Given records:
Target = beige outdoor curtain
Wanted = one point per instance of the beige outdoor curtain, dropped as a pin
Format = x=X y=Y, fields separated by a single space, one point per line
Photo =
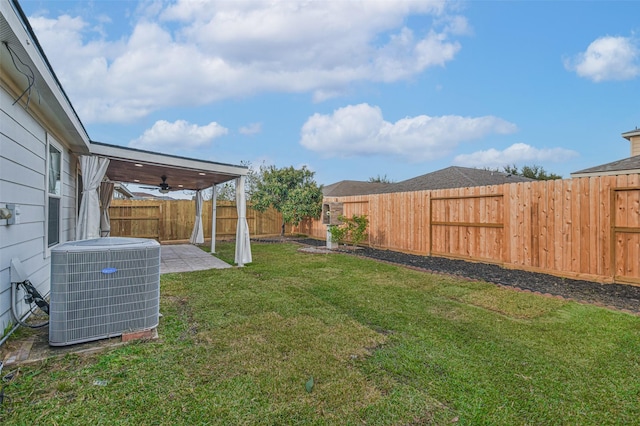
x=243 y=243
x=106 y=194
x=197 y=235
x=214 y=212
x=93 y=170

Task item: In the listing, how many lines carry the string "outdoor"? Answer with a number only.

Solution for this task: 2